Passage provided:
Starter-grain consumption is an important element in weaning calves successfully from the liquid ration. Failure to consume adequate levels of starter could lead to a postweaning issues such as a temporary growth slump, inadequate rumen development and even higher disease incidence.

To determine whether the physical formulation of starter grain rations can influence calves’ consumption habits, rumen fermentation dynamics and overall performance, a team of Spanish researchers (Marta Terre, Maria Devant and Alex Bach) conducted a series of three preference and performance studies:

Study 1 – 63 preweaned male Holstein calves were randomly assigned to one of three starter-grain groups.

  • Group 1 – A pelleted starter feed containing wheat and soybean meal.
  • Group 2 – A pelleted starter feed containing wheat and canola meal.
  • Group 3 – A pelleted starter feed containing oats and soybean meal.

All three feeding groups also were offered chopped straw alongside their pelleted grain ration. Although previous studies have shown calves have a preference for wheat and soybean meal, no significant difference was observed between the three groups for intake, performance, or rumen fermentation parameters.

Study 2 – 37 crossbred (Holstein X White Belgian Blue) preweaned female calves were fed on a high plane of liquid nutrition and raised in individual hutches. Inside each hutch were 4 feed receptacles that contained starter feed in the same composition, but 4 different physical forms: (1) meal form; (2) pelleted form; (3) 70% pelleted form plus 20% whole corn and 10% barley; and (4) 70% pelleted form plus 20% steam-rolled corn and 10% steam-rolled barley.

During the first week of the study, calves had a preference for the pellets mixed with whole grains (3). After the first week, they preferred the pellets mixed with steam-rolled grain (4).

Source data:
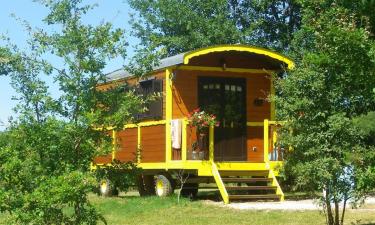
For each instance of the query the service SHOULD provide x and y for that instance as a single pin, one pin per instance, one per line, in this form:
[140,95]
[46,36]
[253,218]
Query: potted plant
[201,120]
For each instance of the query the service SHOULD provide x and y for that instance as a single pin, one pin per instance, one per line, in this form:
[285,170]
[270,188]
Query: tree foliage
[170,27]
[331,86]
[44,164]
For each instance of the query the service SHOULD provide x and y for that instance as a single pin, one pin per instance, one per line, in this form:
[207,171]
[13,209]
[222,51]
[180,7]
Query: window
[155,107]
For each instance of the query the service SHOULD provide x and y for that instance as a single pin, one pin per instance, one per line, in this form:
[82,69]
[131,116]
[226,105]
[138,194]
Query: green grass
[153,210]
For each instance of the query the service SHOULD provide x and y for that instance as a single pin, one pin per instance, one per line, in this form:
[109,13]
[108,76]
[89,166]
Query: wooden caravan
[232,82]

What you will do:
1 – In the passage on calf starter grain, why is starter-grain consumption important for weaning calves from the liquid ration? Answer in one to three sentences.
2 – Rewrite the paragraph in the calf starter grain passage that begins "Study 2 – 37 crossbred" as a brief bulleted list, keeping its main facts.
3 – Write a continuation of the passage on starter grain for calves, picking up after its last sentence.

Exercise results:
1 – Calves that fail to consume adequate levels of starter grain can develop postweaning issues. These include a temporary growth slump, inadequate rumen development, and even higher disease incidence.

2 –
- Subjects: 37 crossbred (Holstein X White Belgian Blue) preweaned female calves
- Feeding and housing: a high plane of liquid nutrition, with each calf raised in an individual hutch
- Setup: 4 feed receptacles per hutch, each holding starter feed of the same composition in a different physical form:
  1. Meal form
  2. Pelleted form
  3. 70% pelleted form plus 20% whole corn and 10% barley
  4. 70% pelleted form plus 20% steam-rolled corn and 10% steam-rolled barley

3 –
Study 3 – 63 preweaned male Holstein calves were randomly assigned to one of two starter feeds evaluated in Study 2.

  • Group 1 – Pelleted feed mixed with whole corn and barley.
  • Group 2 – Pelleted feed mixed with steam-rolled corn and barley.

Both groups also were offered free-choice, chopped barley straw in a separate pail in addition to starter grain. All were fed the same liquid ration on a high plane of nutrition.  Feed intake and ruminal fluid were monitored, and feed refusals were evaluated to measure sorting behavior. Near the end of the milk-feeding period, calves fed steam-rolled grain sorted in favor of the grain versus pellets, while calves in the whole-grain group sorted in favor of the pellets. Calves offered the whole-grain mixture had greater rumen pH and tended to have lower total rumen volatile fatty acid concentrations. Despite these differences, there ultimately was no significant difference in performance between the two groups at the end of the study.

Overall, the researchers concluded:

(1)   As a whole, preweaned calves preferred a starter-grain ration based on pellets mixed with steam-rolled grains.

(2)   However, when calves could not choose their starter feed, pellets mixed with steam-rolled grains reduced concentrate intake and rumen pH compared to pellets mixed with whole grains, although performance was not impaired.

(3)   Formulating starter concentrations based on calves’ sensory and physical preferences had little effect on overall performance.